▶ _REQUEST 1_: Which people does the Kansas football article below name? List each one.

[START SOURCE PASSAGE]

Regardless of how well Meacham knows the tendencies of the Frogs’ best players, only time will tell whether that will influence the outcome of a game in which Kansas (1-5, 0-3) is a 37.5-point underdog.

Head coach David Beaty said he would be lying if he claimed Meacham’s understanding of this week’s opponent had no impact.

“The thing about guys on your team, sometimes you know too much. If you just watch a guy on tape, you don't know anything about the way they conduct their life and the things off the field, and those things can kind of blur you when you're with them all the time. But when you don't see any of that and you just see them playing, you just see a super player,” Beaty said. “So there are some things that you can learn when you have actual relationships with people and, you know, the hard thing for us is just about every one of them that are playing, (Meacham’s) evaluation is that they're really good. I mean, he likes a lot of those kids, because he recruited a lot of them and they built a good team there.”

Even though Meacham spent three years working inside TCU’s Amon G. Carter Stadium, in Fort Worth, Texas, he said this week doesn’t feel any different for him.

“Just the next game. Now, I can let my mind go there and make it different, but I don’t do that,” Meacham said. “I just can’t. I can’t. It’s the same. It’s the next one. It’s the most important one because it’s the next one.”

It’s also a scenario he’s experienced before, when in 2015 the one-time Oklahoma State assistant returned to Stillwater, Okla., with the Horned Frogs. TCU put up 663 yards of offense but suffered its first of two losses that season on a day quarterback Trevone Boykin threw four interceptions.

Missing Ribordy

While discussing KU’s fruitless offensive showing at Iowa State this past weekend, Meacham called it the “worst I’ve ever seen” in his 26 years of coaching. KU’s Air Raid coordinator often referenced how much the team missed injured starting center Mesa Ribordy in the shutout loss that netted a meager 106 yards.

[END SOURCE PASSAGE]

▶ _REQUEST 2_: Which lines of the records below contain the word "road"? Pick out and copy each of them; case counts.

[START DATASET EXCERPTS]

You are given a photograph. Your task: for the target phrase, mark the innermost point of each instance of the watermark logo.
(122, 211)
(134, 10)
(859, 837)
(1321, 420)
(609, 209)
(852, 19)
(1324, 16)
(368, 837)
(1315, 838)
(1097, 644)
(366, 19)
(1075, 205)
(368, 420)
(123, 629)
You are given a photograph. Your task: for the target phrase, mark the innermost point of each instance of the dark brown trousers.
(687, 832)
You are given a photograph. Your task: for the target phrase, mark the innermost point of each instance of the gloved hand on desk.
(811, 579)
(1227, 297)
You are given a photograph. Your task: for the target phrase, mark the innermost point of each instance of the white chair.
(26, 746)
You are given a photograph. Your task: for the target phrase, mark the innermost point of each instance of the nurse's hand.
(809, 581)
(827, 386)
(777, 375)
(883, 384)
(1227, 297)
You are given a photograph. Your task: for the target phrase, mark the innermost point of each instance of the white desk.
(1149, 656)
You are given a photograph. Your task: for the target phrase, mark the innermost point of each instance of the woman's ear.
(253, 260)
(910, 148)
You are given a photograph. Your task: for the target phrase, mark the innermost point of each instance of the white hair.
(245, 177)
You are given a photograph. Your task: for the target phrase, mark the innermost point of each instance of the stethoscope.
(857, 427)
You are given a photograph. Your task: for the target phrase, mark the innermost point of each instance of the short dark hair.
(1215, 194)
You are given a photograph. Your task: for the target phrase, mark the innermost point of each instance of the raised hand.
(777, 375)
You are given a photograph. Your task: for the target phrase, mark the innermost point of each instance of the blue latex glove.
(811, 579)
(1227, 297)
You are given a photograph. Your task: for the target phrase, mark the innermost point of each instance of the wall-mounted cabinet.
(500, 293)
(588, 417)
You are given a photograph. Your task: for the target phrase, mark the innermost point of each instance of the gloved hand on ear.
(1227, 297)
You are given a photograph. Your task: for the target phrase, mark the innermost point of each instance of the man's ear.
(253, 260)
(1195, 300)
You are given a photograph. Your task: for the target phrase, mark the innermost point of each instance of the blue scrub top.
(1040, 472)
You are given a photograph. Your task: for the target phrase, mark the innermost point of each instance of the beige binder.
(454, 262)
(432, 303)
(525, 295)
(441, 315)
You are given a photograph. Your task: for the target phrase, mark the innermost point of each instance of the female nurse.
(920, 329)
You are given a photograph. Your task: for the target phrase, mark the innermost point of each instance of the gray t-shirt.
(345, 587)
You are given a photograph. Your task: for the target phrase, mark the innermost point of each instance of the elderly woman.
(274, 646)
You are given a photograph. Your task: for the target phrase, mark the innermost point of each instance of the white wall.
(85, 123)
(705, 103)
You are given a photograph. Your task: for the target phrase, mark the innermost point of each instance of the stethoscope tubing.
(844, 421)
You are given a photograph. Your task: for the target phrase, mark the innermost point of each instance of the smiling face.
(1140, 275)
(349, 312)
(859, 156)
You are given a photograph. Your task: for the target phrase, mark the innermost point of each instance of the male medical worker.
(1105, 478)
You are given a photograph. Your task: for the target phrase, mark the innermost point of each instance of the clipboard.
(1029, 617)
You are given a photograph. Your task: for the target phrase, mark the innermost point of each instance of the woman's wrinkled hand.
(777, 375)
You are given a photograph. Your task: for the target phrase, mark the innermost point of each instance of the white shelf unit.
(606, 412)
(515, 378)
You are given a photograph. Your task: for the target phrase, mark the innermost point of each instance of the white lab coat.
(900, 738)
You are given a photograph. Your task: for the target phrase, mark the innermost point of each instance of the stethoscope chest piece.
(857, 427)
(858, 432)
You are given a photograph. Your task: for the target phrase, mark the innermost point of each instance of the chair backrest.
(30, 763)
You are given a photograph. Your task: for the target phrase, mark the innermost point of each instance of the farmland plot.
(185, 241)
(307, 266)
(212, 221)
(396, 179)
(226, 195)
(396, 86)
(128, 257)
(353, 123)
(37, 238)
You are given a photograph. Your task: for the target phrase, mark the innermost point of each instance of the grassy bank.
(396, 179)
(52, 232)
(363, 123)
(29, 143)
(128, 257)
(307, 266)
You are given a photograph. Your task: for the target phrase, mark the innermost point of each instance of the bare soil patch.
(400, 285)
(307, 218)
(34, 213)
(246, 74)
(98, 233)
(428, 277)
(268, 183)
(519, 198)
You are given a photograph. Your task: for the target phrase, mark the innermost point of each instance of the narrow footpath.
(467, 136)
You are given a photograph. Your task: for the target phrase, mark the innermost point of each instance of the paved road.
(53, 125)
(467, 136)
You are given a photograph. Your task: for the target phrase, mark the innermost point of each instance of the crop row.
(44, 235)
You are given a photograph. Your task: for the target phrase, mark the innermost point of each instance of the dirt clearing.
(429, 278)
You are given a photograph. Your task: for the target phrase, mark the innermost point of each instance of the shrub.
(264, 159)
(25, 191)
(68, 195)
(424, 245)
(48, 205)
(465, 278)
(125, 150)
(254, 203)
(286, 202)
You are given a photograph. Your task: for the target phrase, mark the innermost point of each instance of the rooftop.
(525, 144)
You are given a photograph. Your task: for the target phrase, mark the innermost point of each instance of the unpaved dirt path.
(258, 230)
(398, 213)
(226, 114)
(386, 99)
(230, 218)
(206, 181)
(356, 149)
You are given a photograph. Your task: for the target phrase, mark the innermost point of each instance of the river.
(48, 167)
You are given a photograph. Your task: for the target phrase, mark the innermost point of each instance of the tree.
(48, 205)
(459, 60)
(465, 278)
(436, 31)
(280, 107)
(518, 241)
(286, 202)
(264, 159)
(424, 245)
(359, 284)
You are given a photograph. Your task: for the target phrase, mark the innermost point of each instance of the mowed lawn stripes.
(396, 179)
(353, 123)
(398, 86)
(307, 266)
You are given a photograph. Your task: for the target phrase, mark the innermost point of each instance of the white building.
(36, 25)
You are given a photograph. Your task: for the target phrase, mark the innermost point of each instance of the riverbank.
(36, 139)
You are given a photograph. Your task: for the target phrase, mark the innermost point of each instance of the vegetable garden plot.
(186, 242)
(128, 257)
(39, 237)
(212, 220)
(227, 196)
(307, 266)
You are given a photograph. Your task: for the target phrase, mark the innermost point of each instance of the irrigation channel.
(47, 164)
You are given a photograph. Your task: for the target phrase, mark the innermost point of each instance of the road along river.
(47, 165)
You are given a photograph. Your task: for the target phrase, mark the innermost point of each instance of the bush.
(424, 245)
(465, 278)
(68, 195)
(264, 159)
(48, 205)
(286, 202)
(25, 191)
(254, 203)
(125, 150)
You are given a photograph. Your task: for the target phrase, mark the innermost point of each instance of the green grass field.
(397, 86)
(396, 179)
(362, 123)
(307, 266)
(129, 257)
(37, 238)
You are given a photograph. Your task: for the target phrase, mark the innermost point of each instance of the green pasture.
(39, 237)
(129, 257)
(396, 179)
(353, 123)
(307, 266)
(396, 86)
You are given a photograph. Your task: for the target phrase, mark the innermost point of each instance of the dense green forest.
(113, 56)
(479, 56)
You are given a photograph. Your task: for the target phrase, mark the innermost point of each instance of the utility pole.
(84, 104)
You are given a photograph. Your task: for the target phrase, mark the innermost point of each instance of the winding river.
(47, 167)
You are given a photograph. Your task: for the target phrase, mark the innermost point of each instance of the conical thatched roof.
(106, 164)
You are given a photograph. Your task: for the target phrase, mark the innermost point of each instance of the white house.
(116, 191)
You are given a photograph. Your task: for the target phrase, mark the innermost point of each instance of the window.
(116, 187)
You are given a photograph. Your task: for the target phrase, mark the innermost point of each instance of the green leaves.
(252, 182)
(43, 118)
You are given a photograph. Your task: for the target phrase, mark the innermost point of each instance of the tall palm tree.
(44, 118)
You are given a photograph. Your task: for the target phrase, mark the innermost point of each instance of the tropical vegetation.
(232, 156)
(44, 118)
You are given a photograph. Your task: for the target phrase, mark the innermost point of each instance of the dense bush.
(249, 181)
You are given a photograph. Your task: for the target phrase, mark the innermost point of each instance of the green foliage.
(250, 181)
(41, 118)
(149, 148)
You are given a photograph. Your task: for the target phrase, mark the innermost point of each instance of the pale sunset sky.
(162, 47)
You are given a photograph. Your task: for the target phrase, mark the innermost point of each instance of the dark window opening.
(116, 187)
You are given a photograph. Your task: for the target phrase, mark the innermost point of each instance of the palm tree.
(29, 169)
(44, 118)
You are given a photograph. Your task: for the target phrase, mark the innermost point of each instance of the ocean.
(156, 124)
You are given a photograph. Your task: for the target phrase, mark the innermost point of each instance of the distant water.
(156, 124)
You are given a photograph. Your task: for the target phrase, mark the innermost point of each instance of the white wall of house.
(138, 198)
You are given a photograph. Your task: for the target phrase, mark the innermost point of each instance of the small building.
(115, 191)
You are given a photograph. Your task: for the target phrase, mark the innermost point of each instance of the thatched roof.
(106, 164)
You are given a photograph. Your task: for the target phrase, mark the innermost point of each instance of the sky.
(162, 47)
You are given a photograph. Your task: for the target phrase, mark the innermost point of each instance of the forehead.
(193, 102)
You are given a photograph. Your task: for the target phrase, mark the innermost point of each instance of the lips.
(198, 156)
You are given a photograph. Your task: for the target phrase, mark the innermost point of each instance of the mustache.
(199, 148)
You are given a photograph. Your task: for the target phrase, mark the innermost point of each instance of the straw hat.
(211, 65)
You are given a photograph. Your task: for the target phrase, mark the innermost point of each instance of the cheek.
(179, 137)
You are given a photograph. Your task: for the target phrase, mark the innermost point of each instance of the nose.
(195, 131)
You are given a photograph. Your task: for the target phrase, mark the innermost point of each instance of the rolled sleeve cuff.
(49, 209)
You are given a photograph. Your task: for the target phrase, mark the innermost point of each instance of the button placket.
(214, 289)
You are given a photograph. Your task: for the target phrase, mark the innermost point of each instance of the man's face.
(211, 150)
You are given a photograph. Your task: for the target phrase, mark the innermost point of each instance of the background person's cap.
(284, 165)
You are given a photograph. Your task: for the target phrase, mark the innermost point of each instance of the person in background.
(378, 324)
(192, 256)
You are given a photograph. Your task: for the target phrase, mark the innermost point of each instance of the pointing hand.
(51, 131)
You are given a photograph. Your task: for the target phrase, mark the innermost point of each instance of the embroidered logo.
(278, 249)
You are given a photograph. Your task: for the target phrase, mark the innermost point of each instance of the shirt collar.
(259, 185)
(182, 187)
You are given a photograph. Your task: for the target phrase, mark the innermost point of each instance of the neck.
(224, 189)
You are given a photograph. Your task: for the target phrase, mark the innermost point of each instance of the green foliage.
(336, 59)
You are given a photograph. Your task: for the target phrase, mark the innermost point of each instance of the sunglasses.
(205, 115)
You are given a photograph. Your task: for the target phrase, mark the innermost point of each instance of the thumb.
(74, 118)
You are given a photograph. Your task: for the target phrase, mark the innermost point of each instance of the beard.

[END DATASET EXCERPTS]

▶ _FULL OUTPUT 1_:
Meacham
David Beaty
Trevone Boykin
Mesa Ribordy

▶ _FULL OUTPUT 2_:
You are given a photograph. Your task: for the target phrase, mark the innermost point of each instance of the paved road.
You are given a photograph. Your task: for the target phrase, mark the innermost point of each instance of the road along river.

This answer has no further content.